## WHAT TO PRODUCE
Please copy every one of the following items word for word.

## RECORDED INFORMATION

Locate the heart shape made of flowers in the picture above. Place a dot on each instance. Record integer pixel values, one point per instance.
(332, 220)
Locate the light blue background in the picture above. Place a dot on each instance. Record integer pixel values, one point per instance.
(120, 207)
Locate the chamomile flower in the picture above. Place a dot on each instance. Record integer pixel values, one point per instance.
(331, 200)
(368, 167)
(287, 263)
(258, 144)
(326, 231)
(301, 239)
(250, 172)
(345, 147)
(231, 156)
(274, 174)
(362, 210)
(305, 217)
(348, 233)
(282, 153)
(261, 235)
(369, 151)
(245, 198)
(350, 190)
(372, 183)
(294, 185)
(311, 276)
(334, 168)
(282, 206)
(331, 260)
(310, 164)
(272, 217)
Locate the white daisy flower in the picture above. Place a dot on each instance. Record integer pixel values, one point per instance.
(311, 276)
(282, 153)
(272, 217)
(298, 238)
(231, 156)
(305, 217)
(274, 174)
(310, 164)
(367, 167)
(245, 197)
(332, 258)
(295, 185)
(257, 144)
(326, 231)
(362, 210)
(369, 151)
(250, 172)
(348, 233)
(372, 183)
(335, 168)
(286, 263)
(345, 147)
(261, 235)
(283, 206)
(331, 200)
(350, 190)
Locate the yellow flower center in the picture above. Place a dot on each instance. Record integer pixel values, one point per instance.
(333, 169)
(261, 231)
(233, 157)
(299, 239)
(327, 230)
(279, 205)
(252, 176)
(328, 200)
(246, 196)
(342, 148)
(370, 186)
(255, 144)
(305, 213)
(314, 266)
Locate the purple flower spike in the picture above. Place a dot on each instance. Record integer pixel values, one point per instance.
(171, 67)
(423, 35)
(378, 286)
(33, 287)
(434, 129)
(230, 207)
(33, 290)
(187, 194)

## FINAL RESULT
Locate the heart shape made of flowers in the picture above. Place a dot on each instance. Record integer pixel values, one point per instance.
(332, 220)
Locate the light blue background in the picture above. Place a dot on each instance. Record integer pixel values, one point per instance.
(120, 207)
Locate the chamomile flower in the picture above. Place a dot on each instance. Record integer pixel values, one point per instance.
(331, 200)
(368, 167)
(287, 263)
(258, 144)
(326, 231)
(301, 239)
(250, 172)
(345, 147)
(231, 156)
(274, 174)
(362, 210)
(305, 217)
(348, 233)
(282, 153)
(261, 235)
(369, 151)
(245, 198)
(350, 190)
(372, 183)
(294, 185)
(311, 276)
(334, 168)
(282, 206)
(331, 260)
(310, 164)
(272, 217)
Locate the white daisy flower in the picture above. Place a dot on each instance. Record integer pixel values, one point per instance.
(311, 276)
(282, 153)
(272, 217)
(298, 238)
(231, 156)
(305, 217)
(274, 174)
(310, 164)
(367, 167)
(245, 197)
(332, 258)
(295, 185)
(257, 144)
(326, 231)
(362, 210)
(369, 151)
(250, 172)
(348, 233)
(372, 183)
(335, 168)
(286, 263)
(345, 147)
(261, 235)
(283, 206)
(331, 200)
(350, 190)
Locate the yellow flower center in the picture above. Place a dot on each instance. Record integer pixel values, one point per instance.
(333, 169)
(261, 231)
(233, 157)
(299, 239)
(327, 230)
(279, 205)
(252, 176)
(328, 200)
(246, 196)
(342, 148)
(370, 186)
(255, 144)
(305, 213)
(314, 266)
Locate the purple flower spike in the picture above. Place a dot on each instance. Record integer pixel values, one point per instance.
(171, 67)
(423, 35)
(378, 286)
(33, 287)
(434, 129)
(230, 207)
(33, 290)
(187, 194)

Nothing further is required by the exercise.